— Request —
Reproduce the material below verbatim, starting at its first line and ending at the line that contains "point(182, 860)".

(Named object pointing entries)
## BEGIN

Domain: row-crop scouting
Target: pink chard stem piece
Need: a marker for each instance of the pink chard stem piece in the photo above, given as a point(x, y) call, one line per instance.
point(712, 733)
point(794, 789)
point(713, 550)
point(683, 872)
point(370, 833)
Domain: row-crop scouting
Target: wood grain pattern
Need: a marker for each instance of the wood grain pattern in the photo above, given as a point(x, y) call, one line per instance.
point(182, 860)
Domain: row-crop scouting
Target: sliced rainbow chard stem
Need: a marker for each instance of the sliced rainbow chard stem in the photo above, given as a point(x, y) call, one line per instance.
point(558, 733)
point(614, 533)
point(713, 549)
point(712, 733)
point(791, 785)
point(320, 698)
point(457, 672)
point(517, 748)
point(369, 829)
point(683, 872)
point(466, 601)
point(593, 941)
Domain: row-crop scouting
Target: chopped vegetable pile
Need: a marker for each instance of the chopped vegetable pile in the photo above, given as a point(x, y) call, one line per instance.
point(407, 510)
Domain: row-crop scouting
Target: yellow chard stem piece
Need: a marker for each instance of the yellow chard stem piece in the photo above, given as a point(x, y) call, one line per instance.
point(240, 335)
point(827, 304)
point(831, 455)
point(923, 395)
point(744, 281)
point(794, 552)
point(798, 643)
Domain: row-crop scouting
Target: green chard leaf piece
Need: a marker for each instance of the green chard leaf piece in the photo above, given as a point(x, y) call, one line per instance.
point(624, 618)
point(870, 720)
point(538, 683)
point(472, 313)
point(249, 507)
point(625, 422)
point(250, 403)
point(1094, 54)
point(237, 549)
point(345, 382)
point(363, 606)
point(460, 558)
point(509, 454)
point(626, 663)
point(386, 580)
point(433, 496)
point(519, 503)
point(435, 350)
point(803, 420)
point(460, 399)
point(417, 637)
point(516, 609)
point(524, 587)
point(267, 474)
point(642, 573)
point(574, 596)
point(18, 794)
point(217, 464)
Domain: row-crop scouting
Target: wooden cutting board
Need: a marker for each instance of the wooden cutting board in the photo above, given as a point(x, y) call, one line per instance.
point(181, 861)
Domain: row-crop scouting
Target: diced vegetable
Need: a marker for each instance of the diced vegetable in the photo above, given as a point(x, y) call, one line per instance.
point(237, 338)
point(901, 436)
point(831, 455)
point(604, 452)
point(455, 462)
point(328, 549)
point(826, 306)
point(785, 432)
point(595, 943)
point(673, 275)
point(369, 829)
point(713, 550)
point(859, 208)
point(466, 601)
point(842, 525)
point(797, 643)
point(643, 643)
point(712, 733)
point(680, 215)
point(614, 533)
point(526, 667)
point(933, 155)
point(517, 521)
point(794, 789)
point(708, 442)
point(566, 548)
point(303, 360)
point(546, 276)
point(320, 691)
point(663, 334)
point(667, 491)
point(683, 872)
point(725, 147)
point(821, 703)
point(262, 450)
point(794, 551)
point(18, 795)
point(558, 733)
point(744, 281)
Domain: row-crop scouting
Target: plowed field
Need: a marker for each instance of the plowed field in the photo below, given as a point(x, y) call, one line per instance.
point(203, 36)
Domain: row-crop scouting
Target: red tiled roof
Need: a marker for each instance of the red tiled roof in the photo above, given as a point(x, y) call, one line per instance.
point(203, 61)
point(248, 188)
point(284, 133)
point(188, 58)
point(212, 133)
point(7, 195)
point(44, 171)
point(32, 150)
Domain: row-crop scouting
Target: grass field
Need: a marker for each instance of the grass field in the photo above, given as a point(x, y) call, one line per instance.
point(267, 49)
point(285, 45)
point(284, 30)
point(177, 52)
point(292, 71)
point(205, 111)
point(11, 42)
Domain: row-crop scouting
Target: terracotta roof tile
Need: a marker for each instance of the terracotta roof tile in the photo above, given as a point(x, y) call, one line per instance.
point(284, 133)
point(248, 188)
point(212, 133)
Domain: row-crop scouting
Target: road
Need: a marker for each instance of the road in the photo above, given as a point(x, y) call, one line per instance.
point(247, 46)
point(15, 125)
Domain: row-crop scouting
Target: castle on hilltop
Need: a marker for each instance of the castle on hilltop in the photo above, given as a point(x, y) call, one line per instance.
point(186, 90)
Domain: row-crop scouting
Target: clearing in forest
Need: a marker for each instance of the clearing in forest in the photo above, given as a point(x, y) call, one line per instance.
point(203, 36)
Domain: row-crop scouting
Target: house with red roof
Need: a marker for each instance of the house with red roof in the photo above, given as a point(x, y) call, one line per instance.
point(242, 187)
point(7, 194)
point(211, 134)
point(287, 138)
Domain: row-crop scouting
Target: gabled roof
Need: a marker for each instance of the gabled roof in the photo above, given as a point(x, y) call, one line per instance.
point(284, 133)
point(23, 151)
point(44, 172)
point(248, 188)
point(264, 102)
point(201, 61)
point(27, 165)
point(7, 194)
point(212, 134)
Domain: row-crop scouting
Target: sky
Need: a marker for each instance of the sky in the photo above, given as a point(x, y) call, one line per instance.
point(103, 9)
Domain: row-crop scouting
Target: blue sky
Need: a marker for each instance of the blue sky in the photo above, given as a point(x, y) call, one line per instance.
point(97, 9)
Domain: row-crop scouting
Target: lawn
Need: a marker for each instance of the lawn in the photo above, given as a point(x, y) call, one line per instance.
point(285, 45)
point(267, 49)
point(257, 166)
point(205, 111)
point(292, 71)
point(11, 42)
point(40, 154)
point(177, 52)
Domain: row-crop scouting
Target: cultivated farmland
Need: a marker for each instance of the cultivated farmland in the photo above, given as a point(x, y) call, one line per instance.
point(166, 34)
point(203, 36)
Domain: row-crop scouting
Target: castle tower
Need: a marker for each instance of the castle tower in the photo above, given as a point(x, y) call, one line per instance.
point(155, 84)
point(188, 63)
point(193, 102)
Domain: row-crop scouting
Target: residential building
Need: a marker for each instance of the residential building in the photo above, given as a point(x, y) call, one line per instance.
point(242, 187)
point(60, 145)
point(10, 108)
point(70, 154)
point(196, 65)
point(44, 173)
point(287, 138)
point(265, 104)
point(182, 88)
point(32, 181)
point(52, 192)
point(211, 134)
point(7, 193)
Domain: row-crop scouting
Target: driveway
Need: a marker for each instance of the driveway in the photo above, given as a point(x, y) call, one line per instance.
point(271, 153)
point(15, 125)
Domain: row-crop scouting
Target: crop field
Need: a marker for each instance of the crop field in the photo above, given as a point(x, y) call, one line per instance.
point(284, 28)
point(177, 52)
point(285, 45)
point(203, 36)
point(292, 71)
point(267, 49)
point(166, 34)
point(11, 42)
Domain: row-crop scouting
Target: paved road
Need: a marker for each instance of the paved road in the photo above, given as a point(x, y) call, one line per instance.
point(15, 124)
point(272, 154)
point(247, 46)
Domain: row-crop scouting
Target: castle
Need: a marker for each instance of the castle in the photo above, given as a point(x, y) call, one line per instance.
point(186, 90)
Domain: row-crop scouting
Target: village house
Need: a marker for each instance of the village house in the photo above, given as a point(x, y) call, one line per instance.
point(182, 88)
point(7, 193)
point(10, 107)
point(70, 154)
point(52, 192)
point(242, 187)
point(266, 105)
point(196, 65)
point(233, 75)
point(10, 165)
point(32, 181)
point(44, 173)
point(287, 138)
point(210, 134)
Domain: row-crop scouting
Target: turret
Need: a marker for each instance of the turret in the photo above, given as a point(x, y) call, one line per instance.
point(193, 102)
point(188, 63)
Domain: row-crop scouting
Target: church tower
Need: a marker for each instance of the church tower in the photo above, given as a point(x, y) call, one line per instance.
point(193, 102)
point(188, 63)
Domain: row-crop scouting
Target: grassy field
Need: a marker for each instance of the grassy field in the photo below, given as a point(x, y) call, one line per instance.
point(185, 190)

## END

— Result for this exercise —
Domain: row-crop scouting
Target: pink chard stem piece
Need: a marker for each instance of the pink chard stem piece in the photo above, given as a point(x, y) call, one line per instance.
point(712, 733)
point(794, 789)
point(713, 550)
point(683, 872)
point(370, 833)
Domain: row-crop scouting
Target: wood grain pattern
Need: a marker for each instance of the wood grain pattern in the photo above, given as a point(x, y) call, one line per instance.
point(182, 860)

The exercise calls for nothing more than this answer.